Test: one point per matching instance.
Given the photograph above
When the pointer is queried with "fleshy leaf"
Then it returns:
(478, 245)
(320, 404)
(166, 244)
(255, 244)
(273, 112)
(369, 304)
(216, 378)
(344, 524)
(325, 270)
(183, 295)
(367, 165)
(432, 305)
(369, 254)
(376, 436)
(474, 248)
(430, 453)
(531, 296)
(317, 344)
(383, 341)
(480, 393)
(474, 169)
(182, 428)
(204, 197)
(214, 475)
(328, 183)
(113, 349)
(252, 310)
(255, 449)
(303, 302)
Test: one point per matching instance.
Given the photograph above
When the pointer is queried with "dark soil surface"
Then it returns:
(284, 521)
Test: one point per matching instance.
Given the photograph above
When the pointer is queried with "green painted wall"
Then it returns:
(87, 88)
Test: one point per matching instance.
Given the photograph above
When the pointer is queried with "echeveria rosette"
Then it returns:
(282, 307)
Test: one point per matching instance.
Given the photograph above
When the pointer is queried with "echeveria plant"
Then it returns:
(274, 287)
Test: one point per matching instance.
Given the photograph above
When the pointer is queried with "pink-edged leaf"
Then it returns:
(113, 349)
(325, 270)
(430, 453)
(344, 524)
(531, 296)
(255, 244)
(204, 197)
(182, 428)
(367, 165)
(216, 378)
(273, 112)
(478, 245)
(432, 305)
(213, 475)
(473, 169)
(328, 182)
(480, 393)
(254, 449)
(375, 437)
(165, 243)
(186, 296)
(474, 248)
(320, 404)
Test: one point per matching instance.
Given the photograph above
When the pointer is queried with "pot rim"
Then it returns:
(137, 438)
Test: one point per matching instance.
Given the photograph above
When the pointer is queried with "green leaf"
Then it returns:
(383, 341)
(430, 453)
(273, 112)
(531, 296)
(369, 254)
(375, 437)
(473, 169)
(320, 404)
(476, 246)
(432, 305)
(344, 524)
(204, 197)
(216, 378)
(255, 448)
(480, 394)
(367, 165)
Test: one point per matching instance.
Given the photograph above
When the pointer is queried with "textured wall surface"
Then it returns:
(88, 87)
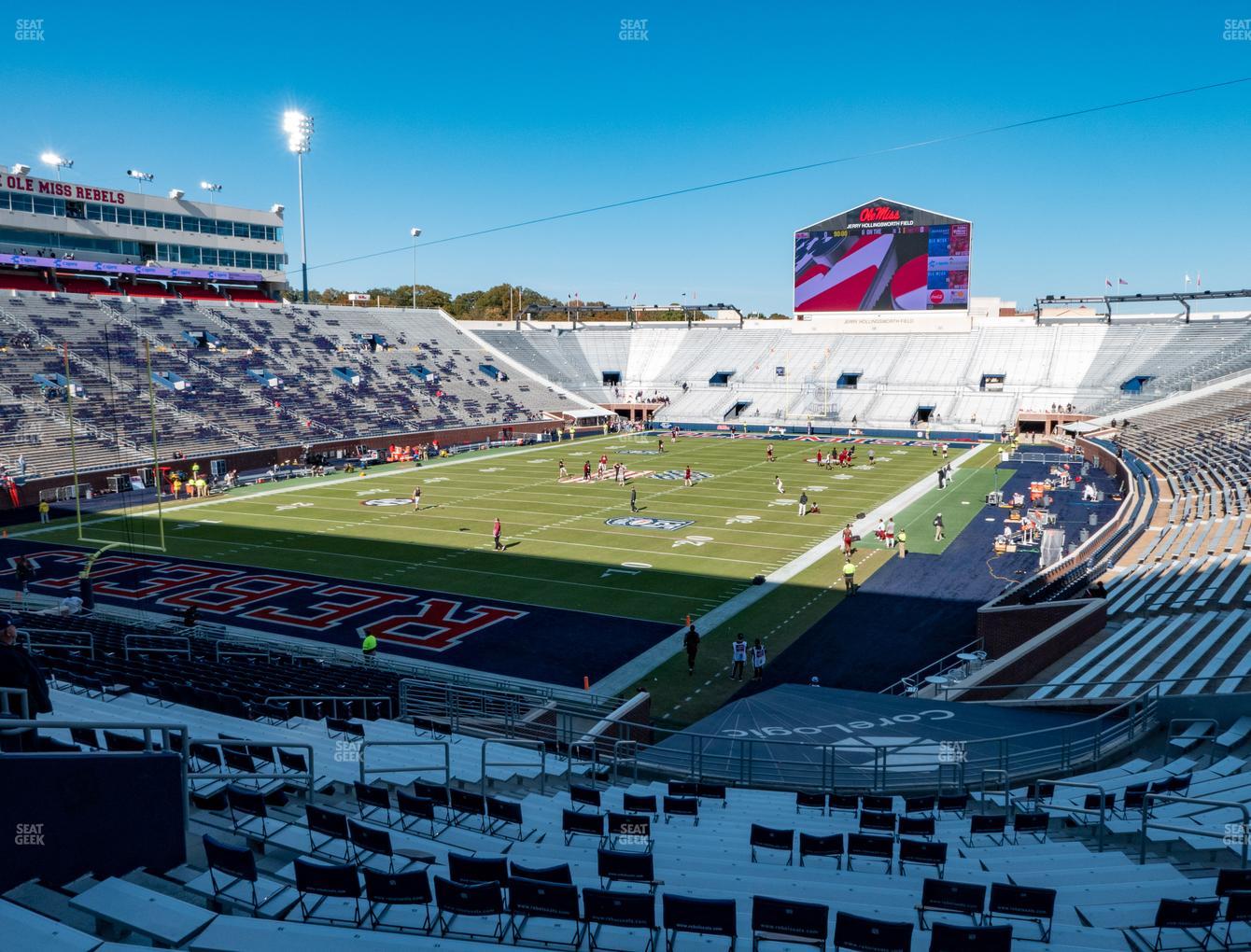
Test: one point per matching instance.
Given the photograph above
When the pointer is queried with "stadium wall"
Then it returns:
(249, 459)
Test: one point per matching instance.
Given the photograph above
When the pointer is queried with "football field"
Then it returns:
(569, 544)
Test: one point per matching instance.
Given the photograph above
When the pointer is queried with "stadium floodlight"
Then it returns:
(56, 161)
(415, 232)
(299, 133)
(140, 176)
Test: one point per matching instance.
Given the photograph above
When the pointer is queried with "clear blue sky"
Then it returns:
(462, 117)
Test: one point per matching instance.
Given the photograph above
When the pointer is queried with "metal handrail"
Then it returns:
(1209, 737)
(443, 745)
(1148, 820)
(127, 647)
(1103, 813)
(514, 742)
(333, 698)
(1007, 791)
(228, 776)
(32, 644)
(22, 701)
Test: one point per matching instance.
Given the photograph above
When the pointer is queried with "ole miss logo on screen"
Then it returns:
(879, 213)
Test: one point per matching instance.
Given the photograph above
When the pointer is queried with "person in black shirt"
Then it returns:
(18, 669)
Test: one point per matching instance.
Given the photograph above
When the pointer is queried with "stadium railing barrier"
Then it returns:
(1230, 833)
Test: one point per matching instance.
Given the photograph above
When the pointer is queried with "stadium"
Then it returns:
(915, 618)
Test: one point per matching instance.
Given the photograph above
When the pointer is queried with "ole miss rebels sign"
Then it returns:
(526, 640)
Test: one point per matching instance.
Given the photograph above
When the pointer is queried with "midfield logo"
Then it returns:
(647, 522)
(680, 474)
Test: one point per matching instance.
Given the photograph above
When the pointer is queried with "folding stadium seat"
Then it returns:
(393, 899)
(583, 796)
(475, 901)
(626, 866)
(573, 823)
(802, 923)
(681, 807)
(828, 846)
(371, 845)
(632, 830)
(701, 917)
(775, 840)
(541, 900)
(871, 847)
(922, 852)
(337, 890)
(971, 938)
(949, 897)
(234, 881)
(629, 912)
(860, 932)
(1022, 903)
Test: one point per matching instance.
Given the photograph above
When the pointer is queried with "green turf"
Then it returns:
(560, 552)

* * *

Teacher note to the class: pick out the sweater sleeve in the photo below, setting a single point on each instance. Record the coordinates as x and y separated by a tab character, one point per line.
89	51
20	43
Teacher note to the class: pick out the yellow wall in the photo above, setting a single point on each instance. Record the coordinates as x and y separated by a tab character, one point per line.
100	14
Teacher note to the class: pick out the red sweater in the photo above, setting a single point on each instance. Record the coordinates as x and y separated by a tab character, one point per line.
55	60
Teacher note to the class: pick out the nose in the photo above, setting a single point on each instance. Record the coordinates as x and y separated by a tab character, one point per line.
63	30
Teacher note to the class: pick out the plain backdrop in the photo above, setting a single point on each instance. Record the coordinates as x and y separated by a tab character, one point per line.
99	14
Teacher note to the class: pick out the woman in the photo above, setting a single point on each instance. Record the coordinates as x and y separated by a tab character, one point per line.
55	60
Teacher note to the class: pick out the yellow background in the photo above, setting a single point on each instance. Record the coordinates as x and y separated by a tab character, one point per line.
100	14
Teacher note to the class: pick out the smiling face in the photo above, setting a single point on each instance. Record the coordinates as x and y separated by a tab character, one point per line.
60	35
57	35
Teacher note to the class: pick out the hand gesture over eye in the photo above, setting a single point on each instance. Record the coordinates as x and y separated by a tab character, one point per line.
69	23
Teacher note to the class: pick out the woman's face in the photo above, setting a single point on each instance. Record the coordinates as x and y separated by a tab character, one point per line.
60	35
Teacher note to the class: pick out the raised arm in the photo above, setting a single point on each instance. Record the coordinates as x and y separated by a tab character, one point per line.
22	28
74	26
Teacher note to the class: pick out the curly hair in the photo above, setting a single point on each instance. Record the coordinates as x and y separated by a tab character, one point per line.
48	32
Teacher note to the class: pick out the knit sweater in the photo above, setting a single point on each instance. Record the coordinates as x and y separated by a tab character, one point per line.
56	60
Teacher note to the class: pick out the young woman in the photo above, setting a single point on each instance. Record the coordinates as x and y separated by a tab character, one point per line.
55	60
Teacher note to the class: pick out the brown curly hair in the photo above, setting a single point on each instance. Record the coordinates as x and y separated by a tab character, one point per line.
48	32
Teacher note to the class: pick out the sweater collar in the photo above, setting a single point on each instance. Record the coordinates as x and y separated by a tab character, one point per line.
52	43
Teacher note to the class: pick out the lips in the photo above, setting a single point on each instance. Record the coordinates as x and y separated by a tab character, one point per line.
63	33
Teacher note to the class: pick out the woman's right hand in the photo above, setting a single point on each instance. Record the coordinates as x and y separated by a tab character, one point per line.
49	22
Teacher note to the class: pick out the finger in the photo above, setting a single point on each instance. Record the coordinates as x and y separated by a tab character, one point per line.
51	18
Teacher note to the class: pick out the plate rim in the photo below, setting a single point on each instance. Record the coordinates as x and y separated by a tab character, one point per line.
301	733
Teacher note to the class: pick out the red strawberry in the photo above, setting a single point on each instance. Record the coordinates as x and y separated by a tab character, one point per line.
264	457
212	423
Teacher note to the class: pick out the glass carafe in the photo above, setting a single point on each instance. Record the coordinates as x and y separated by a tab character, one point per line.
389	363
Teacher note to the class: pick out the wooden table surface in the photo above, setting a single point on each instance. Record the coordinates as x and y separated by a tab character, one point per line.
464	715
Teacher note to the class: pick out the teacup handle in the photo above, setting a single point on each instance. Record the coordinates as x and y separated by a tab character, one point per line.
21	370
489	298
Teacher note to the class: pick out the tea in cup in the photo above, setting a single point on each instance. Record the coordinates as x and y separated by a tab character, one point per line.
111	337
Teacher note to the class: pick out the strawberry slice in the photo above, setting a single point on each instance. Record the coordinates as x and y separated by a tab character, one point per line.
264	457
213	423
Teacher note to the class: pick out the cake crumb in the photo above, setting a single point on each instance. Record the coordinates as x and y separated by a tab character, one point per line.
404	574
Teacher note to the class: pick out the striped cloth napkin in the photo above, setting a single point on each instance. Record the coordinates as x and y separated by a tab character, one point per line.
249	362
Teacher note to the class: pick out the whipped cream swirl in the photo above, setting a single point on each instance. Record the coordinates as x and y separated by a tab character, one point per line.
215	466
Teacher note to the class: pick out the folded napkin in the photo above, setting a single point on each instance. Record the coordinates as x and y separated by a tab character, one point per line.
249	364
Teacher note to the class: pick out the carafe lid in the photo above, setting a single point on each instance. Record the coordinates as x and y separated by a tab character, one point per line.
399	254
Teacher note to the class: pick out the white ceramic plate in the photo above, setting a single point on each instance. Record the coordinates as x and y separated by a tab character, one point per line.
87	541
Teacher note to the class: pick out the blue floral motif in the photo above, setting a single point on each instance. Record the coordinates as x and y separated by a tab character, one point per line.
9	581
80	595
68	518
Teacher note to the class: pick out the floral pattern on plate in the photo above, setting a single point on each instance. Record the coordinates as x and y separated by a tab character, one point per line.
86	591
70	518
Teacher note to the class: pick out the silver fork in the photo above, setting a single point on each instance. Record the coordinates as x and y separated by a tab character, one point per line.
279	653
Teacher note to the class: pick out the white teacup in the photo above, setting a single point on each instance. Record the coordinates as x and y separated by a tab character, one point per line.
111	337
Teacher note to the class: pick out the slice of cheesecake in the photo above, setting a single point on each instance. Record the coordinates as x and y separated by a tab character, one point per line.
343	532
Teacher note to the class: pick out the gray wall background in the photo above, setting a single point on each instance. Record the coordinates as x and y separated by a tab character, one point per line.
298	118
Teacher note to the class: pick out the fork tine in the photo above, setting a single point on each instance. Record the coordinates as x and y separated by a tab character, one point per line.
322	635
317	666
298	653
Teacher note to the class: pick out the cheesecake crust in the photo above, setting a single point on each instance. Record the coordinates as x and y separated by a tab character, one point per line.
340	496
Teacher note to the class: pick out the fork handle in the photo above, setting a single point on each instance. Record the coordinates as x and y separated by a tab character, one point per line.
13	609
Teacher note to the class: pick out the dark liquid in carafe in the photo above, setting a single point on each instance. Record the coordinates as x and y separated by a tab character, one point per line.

---

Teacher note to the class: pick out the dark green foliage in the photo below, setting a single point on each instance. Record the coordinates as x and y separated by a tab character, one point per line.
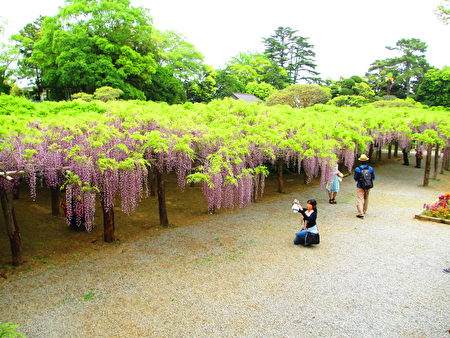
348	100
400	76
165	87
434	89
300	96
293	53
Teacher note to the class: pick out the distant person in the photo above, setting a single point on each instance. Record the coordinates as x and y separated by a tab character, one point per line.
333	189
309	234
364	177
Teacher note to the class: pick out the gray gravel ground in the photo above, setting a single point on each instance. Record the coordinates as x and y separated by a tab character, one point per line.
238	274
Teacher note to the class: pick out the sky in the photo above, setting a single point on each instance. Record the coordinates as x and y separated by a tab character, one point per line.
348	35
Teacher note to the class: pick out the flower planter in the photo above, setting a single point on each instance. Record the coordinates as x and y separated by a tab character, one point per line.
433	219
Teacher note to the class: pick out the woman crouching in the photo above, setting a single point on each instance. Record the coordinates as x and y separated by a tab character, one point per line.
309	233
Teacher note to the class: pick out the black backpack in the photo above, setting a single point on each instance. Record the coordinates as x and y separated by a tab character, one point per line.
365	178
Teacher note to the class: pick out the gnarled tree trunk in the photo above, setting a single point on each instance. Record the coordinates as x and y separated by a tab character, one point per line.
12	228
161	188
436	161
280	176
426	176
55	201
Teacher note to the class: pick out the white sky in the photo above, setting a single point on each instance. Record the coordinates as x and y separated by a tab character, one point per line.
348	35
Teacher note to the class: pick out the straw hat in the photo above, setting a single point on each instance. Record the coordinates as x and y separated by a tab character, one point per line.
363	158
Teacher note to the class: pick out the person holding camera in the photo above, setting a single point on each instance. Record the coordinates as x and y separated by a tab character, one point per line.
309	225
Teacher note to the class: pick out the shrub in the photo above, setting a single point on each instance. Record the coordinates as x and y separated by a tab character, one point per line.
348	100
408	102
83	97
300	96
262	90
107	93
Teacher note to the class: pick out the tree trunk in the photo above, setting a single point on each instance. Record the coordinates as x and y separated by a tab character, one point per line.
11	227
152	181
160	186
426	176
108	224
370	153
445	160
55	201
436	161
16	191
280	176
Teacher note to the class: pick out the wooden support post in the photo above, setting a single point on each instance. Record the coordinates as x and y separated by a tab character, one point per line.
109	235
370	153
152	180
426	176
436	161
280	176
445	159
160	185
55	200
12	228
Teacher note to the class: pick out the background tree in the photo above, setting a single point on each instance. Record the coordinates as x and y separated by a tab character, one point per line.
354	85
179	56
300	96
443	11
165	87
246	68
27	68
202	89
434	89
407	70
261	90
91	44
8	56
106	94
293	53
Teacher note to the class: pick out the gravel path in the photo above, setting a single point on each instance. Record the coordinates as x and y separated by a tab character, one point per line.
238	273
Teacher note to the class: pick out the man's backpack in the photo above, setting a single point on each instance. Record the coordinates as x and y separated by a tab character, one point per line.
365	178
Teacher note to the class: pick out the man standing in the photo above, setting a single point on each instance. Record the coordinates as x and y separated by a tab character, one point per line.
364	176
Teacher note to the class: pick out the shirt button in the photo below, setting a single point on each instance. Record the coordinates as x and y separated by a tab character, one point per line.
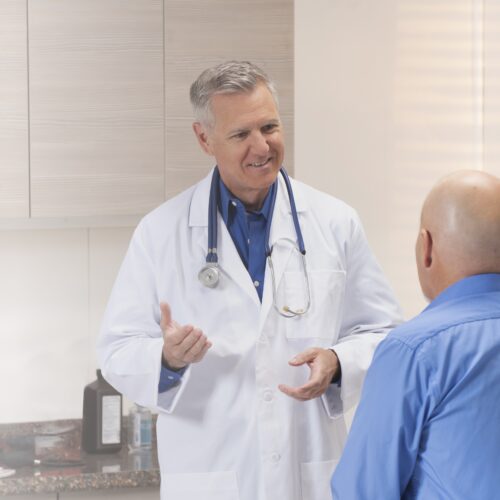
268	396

● What this task involves
Identify each line above that contains the word "echeveria" and copy every such line in full.

● Completed exercise
When the pointer is queried with "echeveria rosette"
When the pointer is queried with "echeveria plant"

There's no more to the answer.